▶ [KETENTUAN A] Tolong kutip dari tulisan tentang horor dan negara bagian yang dimulai pada kata-kata yang memuat "Nah itu. Dunia, realita" dan berhenti setelah "hanya sinis belaka.", tanpa mengubah satu kata pun.
▶ [KETENTUAN B]
Jawab pertanyaan berikut berdasarkan tulisan tentang horor dan negara:
(i) Menurut ingatan penulis, apa kurang lebih bunyi teks salah satu poster Gigs Kostum Spektakel 2 tahun lalu?
(ii) Kapan sinisme terhadap sesuatu yang lebih besar sering muncul?
(iii) Apa kepanjangan istilah SJW?
▶ [KETENTUAN C] Teruskan tulisan tentang horor dan negara, dimulai setelah kalimat terakhir yang tercantum.

▶ [KUTIPAN HALAMAN]
- - -
Nah itu. Dunia, realita dan apa yang ada dihadapan mata sudah terlalu horror. Itu  yang akhirnya kami simpulkan dan sepakati, kami, saya dan pasangan saya, yang seperti dibilang sebelumnya. Agak sedikit memanjangkan rantai kata setelah memaknai horror sebagai tagihan. Horror itu kemudian menjelma dalam bentuk paling nyata dan terasa, yang mana berikutnya kata menurun pada “negara.” Jadi ingat, salahsatu poster Gigs Kostum Spektakel 2 tahun lalu. Teksnya kurang lebih : “Kalian Horror? Negara lebih menakutkan!” – semacam itu. Bisa sangat salah. Bisa saja hanya sinis belaka.

Sepintas memang terbaca dan terdengar penuh sinisme personal. Sinisme terhadap sesuatu yang lebih besar, seringkali muncul jika sesuatu sudah mulai terlalu abstrak. Tipikal, harus ada yang disalahkan. Sayangnya memang mereka sudah salah saja dari mana-mana.

Tapi jika memang diliat agak lebih jauh dan diturunkan ke ranting-ranting pemikiran, dijabarkan. Sinonim horror model itu tak pernah begitu mengejutkan lagi. Apa yang kita  hadapi dalam upaya bertahan hidup, pemenuhan kebutuhan dan membicarakan sesuatu, semakin kesini, tampak terus makin menakutkan. Sekali lagi ini bukan sentimen kosong siang bolong atau sinisme acak tak jelas seperti tadi dibilang.

Tak perlu juga sentimen sistematis atau juga penelusuran yang terlalu jauh dan akademis, apa yang sedang kita bicarakan bisa muncul dan terpikir dengan mudah lewat guyonan, celetukan, sindiran sederhana atau desahan resah setelah menghela nafas panjang di tengah lelahnya menjalani hari, di tengah hari. Hidup memang bisa sepesimis (sekaligus semelelahkan) itu. Dan dari itu semua lah, hal-hal metafisika mewujud menjadi begitu nyata, bahkan ilmiah.

. . .

Keterkaitan yang makin mengesalkan belakangan, ini terjadi di banyak ranah: mulai dari perbincangan ringan di tongkrongan-kopisusu-gula-aren, curhatan tengah malam, atau juga percakapan respon berita; Yaitu tetap saja banyak yang menganggap berbagi keresahan sosial ekonomi politik adalah sesuatu yang begitu serius, besar dan tinggi. Ditambah glorifikasi melenceng nan menjengkelkan istilah SJW (Social Justice Warrior), dan selalu menempatkan jika politik hanya milik partai dan parlemen. Tentu tak ada yang baru dengan ini. Tapi seharusnya, idealnya sekali lagi, mestinya kita memang sudah melampaui itu semua. Semenjak keresahan-keresahan menakutkan sudah masuk ke ranah paling privat, dan menghantui lingkup paling kecil yang kita punya.
- - -
▶ [DATA MENTAH]

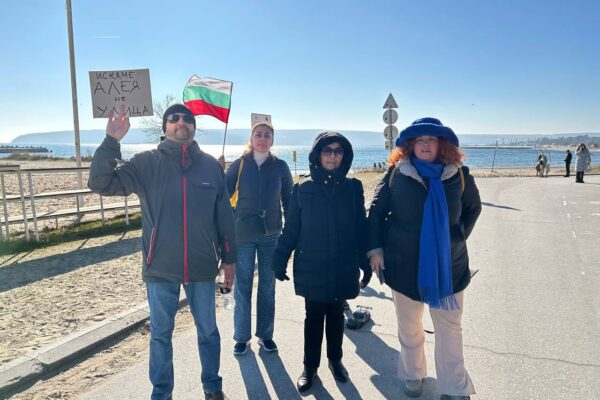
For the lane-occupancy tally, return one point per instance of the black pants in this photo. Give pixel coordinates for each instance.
(317, 314)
- - -
▶ [JAWABAN AKHIR A]
Nah itu. Dunia, realita dan apa yang ada dihadapan mata sudah terlalu horror. Itu  yang akhirnya kami simpulkan dan sepakati, kami, saya dan pasangan saya, yang seperti dibilang sebelumnya. Agak sedikit memanjangkan rantai kata setelah memaknai horror sebagai tagihan. Horror itu kemudian menjelma dalam bentuk paling nyata dan terasa, yang mana berikutnya kata menurun pada “negara.” Jadi ingat, salahsatu poster Gigs Kostum Spektakel 2 tahun lalu. Teksnya kurang lebih : “Kalian Horror? Negara lebih menakutkan!” – semacam itu. Bisa sangat salah. Bisa saja hanya sinis belaka.

▶ [JAWABAN AKHIR B]
(i) "Kalian Horror? Negara lebih menakutkan!"
(ii) Jika sesuatu sudah mulai terlalu abstrak.
(iii) Social Justice Warrior.

▶ [JAWABAN AKHIR C]
Apalagi jika diingat dalam sekali tarik, benar-benar faktual, Oktober 2021 ini penuh dengan berbagai berita tak mengenakkan. Ekploitasi dan penggunaan UU ITE makin ancur-warut, Brutalitas aparat di berbagai kota, lini, medium dan wilayah. Bahkan lapisan. Hampir berpikir berapa kali untuk menghapus aplikasi Twitter dari handphone karena ini. Lumayan melelahkan untuk mendapat kabar-kabar baru tak mengenakan setiap harinya, secara simultan. Jika bukan karena meme dan One Piece, aplikasi burung biru ini tak dua kali akan saya hilangkan.

Satu paragraf barusan mungkin juga tak kalah terdengar sinis dan sentimen. Tapi jika kamu mengangguk dengan salahsatunya, atau malah juga mendapati berita yang sama di garis-waktu-mu. Sepertinya memang itulah adanya, kembali lagi, malah lewat tarikan nafas, celetukan dan desahan, kita makin menormalkannya. Yah namanya juga namanya, kan?

Berselaras penormalan itu, pembicaraan sesuatu yang selalu di labeli “terlalu serius,” “berat” atau juga “bukan ranah” sepertinya memang harus ditimbang ulang (sekali lagi, entah untuk berapa kalinya). Energi kita untuk menormalkan banyak hal yang sebenernya tak masuk akal — akhirnya tak juga salah sepertinya juga, jika berimbang dengan bagaimana kita juga dapat menormalkan berbagai perbincangn atas berbagai ketakutan, rajin berbagi keresahan, yang dikemudian waktu menjadi berbagi trik menghadapi itu secara personal; atau bisa jadi malah merumuskan atas bagaimana cara menghadapi ketakutan itu. Bersama.

Semenjak hal menakutkan tadi itu akhirnya bisa kita temukan sekarang di dalam gang, depan rumah, pintu kostan, dalam kampus, di ruang publik sampai melalui gawai genggaman; dari seni, musik, akademik; Dari twitter sampai instagram. Semenjak ini makin mewujud menjadi ancaman yang kepalang horror dari banyak produk sinema horror manapun, karena nyata adanya.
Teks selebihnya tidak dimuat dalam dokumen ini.